Instructions for the task:
Reproduce the records below exactly as they appear.

Available records:
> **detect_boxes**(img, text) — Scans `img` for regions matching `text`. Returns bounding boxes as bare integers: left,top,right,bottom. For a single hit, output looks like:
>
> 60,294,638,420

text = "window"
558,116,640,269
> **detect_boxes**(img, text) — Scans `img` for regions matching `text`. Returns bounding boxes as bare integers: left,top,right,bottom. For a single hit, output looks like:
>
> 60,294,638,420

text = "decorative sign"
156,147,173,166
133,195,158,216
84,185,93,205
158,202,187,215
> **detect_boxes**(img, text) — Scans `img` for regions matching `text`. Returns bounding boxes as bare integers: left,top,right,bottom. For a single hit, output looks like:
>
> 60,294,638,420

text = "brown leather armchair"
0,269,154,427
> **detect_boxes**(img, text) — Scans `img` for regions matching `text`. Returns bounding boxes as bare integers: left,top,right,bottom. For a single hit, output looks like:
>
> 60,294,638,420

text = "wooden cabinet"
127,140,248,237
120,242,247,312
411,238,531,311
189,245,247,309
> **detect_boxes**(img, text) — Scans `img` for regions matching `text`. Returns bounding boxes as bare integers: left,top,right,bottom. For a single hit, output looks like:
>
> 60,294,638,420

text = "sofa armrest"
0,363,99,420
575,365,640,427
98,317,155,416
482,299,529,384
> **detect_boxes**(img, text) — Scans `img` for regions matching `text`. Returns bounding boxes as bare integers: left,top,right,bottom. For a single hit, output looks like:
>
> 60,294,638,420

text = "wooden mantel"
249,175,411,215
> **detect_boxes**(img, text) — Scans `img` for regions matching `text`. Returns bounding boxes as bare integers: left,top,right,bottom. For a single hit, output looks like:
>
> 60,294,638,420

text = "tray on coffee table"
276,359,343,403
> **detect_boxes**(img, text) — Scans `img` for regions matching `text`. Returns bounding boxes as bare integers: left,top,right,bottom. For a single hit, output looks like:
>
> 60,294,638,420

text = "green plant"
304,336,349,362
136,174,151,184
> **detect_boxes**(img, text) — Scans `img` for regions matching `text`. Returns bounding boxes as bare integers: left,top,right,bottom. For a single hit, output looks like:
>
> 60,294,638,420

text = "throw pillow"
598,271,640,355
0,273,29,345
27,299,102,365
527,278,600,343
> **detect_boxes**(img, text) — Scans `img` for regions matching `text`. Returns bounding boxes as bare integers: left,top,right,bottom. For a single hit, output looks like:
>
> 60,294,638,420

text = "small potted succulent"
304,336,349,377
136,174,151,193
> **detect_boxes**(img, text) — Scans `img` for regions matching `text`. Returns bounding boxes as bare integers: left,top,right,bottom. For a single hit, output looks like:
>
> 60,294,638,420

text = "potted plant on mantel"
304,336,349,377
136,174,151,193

Response to this task:
> **detect_boxes**(img, text) — Scans `img` for regions matching `text`. Returns bounding boxes as bare integers: left,top,right,bottom. For a single hit, output looks like:
>
> 60,294,638,420

text = "window"
558,116,640,269
> **detect_boxes**(img, text) — Scans `img` for regions matching `text`. Returns bounding boxes as bare integers: left,top,right,bottom. For a single hit, output looks like:
>
> 60,294,638,420

text = "decorative sign"
156,147,173,166
133,195,158,216
84,185,93,205
158,202,187,215
> **detect_boxes**(img, text) — Scans `img` for regions matching `text`. Returns bounding boxes as bare integers: left,top,right,bottom. For a single hit, output looks like:
>
> 60,294,638,420

text = "brown leather armchair"
0,269,154,427
> **detect_boxes**(img, text) — Scans `img` for regions matching `text`. Returns bounding boxes as bare integers: left,top,right,bottom. For a single hit, output looks like:
>
> 60,294,638,420

text = "wooden cabinet"
127,140,248,237
120,242,247,312
411,238,531,311
189,245,247,309
> **detect_boxes**(img, text) — Scans `img` for regions matching `text`. Returns bounding boxes as bare integers: left,top,right,bottom. For a single hit, output looks like:
>
> 60,294,638,420

text = "sofa armrest"
0,363,99,420
575,365,640,427
98,317,155,416
482,299,529,384
> **detect_boxes**(img, text) — Scans `img` for regions matching `text`. Returns bounding boxes as bare integers: left,top,right,bottom. For a single hit, output looks like:
>
> 60,294,638,420

text = "wooden mantel"
249,175,411,215
> **detect_boxes**(img, text) — Scans `img` for regions matching `text`. Returns bounding boxes as bare integers: left,top,right,bottom. For a single hit, output looks like:
>
> 60,294,638,420

text = "tray on coffee table"
276,359,343,403
> **detect_boxes**(img, text) — Scans `img` for regions matching `text`. Returns bounding boxes as bare integers: left,top,right,bottom. For a single hit, output looks like:
>
> 60,294,638,420

text = "green plant"
304,336,349,362
136,174,151,184
> **detect_boxes**(img, text) — Scans `img` for regions matching `text`. Returns bounding boxes as bare integers: left,top,right,bottom. For a single hit, output looks like:
>
> 60,294,638,420

text = "throw pillow"
598,271,640,355
0,273,29,345
27,299,102,365
527,278,600,343
> **detect_boxes**(img, text) — Scans `img` for regions matching `text`. Returns bounding boxes as bare integers: left,top,right,bottom. For a single hit, output looks like:
>
> 60,294,638,420

text = "small potted succulent"
304,336,349,377
136,174,151,193
> **detect_boxes**(img, text) — Scans `img` for regions matching `text`. Returns bounding boxes as bare integers: left,top,right,bottom. For a single hit, output looks like:
>
> 60,294,638,420

text = "potted plant on mantel"
304,336,349,377
136,174,151,193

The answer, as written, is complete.